--- Estratto del documento ---
Il cinema indipendente
Il regista coreano Kim Ki-duk, noto per aver fatto la fila tra il pubblico alla prima del suo film Moebius presentato fuori concorso alla Mostra internazionale d’arte cinematografica di Venezia nel 2013, è fautore di una tipologia cinematografica che può essere compresa, alla occidentale, nella dizione di Cinema Indipendente. Questa formula non vuole semplicemente dire che la realizzazione del film non avviene attraverso i canali consolidati di produzione cinematografica (indipendente da essi), ma che proprio i film in questione sono indipendenti da qualsiasi contenuto prefissato.
Infatti due sono le caratteristiche del film indipendente: non è prodotto da una casa di produzione famosa; e, in secondo luogo, il regista ha tutte le libertà concettuali, psicologiche ed emotive che riesce a prendersi nella messa in scena del contenuto del film che sta realizzando.
Kim Ki-duk, un regista per caso
Kim Ki-duk nasce nel 1960 in Corea del Sud; a 17 anni, finita la scuola dell’obbligo, è costretto a lavorare in fabbrica per mantenersi, a 20 anni si arruola in marina e aspira a diventare un predicatore. All’età di 30 anni si trasferisce a Parigi e vive come artista di strada, nel 1993, senza avere nessuna preparazione accademica, inizia a muovere i primi passi come sceneggiatore. Nel 1996 esordisce alla regia con il film Coccodrillo. Da quel momento non ha più abbandonato il cinema, editando film di un enorme spessore concettuale e di un fortissimo impatto emotivo, utilizzando le nozioni tipiche della sua cultura asiatica, connettendole all’esperienza di vita dell’uomo moderno e a tutta una varietà di simboli e di significati mentali importanti per la ricezione del senso profondo delle relazioni umane. Per citare un film su tutti: Pietà. Con il quale si aggiudica il Leone d’oro nel 2012 alla 69ª edizione della Mostra internazionale d’arte cinematografica di Venezia.
![Kim Ki-duk](https://www.frammentirivista.it/wp-content/uploads/2019/03/foto_festival_cinema_venezia_2012_premiati_01_1.jpg)
«Time»: il destino perduto e il tempo cancellato
Il film di cui parliamo in questo articolo è Time (2006). La poetica di fondo del film è l’asimmetria tra due amanti. Il fatto che l’amore non possa essere condizione sufficiente al benessere psicologico di un individuo, ma anzi, come nel caso di Seh-hee e Ji-woo, possa diventare ragione di strazio e turbamento. Seh-hee, una ragazza profondamente innamorata non riesce a capacitarsi di come il suo uomo possa continuare ad essere innamorato di lei nel tempo. Il dilemma è questo: «Ci ameremo per tutta la vita? Con il passare del tempo non si stancherà di vedermi?». Tormentata da queste domande Seh-hee decide di farsi una plastica facciale, di cambiare i suoi connotati.
--- Elenco voci ---
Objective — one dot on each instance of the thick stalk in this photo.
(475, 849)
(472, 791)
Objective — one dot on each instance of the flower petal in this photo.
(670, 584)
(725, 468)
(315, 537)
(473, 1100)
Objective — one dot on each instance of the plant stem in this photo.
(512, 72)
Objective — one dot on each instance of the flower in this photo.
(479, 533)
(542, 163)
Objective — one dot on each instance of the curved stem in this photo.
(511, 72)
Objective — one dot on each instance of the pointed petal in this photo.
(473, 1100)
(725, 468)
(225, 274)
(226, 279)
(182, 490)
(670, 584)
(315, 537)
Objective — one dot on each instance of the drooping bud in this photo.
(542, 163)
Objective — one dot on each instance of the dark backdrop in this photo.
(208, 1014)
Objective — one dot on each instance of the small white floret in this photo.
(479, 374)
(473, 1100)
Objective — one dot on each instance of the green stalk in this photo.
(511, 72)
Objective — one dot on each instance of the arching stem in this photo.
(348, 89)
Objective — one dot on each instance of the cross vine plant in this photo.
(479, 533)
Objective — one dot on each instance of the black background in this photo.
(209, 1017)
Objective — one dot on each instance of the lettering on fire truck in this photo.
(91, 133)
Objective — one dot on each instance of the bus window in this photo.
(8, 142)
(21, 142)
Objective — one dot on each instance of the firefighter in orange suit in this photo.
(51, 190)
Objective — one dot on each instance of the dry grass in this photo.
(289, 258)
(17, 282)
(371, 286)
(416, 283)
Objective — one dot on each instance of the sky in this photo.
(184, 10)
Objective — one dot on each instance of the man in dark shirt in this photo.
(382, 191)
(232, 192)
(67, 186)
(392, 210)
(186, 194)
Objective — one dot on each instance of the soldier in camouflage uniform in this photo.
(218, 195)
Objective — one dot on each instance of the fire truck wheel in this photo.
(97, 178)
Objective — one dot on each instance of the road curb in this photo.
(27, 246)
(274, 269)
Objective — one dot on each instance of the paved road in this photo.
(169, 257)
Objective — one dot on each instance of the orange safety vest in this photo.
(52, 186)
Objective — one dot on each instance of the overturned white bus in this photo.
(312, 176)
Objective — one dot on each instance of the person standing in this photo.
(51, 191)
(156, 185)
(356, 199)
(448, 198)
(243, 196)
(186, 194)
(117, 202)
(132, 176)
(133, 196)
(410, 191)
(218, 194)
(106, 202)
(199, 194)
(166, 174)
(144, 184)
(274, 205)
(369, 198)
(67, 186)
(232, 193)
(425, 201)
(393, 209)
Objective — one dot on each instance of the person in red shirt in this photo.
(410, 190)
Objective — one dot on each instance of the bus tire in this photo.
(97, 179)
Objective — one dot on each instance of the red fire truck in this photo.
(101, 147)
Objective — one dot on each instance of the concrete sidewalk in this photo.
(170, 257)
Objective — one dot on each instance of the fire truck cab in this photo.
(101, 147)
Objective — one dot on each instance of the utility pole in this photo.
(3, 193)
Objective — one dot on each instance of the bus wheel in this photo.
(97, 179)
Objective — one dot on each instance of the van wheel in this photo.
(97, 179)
---
#### Compiti:
1. Rispondi alle domande sull'articolo su Kim Ki-duk, contrassegnando ogni risposta con la stessa lettera della domanda.
(a) In che anno e con quale film Kim Ki-duk esordisce alla regia?
(b) Con quale film il regista vince il Leone d'oro nel 2012?
(c) Che cosa decide di fare Seh-hee, tormentata dalle sue domande sull'amore?
2. Prosegui l'articolo su Kim Ki-duk a partire dalla sua ultima frase.
Le voci sono materiale a sé, distinto dall'articolo su Kim Ki-duk.

#### Risposte per compito:
1.
(a) Nel 1996, con il film Coccodrillo.
(b) Con Pietà.
(c) Decide di farsi una plastica facciale e di cambiare i suoi connotati.

2.
Questa decisione, derivante dalla frustrazione che prova (forse immotivata, forse no), ci dice qualcosa di importante su come funzioniamo: la nostra psiche ci consente di cambiare personalità, di modificare le nostre abitudini e i nostri pensieri, ma il nostro corpo non muta in termini altrettanto radicali. Quindi per Seh-hee l’alternativa per farsi amare anche come una persona diversa è modificare il suo aspetto fisico. Il suo limite è quello di non riuscire a cambiare la sua natura psicologica e comportamentale.
Tuttavia, il suo compagno Ji-woo, dopo che lei è sparita, non ha rapporti effettivi con nessun altra donna, sebbene provi ad averne. In modo del tutto inaspettato e incomprensibile allo spettatore Ji-woo riesce a riconoscere per strada Seh-hee nonostante la plastica facciale e le sue trasformazioni. Lui la rincorre, viene investito e muore. A questo punto Seh-hee decide di farsi un’altra plastica facciale in modo da non poter essere, sta volta, più riconosciuta da nessuno…
![Time Kim Ki-duk](https://www.frammentirivista.it/wp-content/uploads/2019/03/time1.jpg)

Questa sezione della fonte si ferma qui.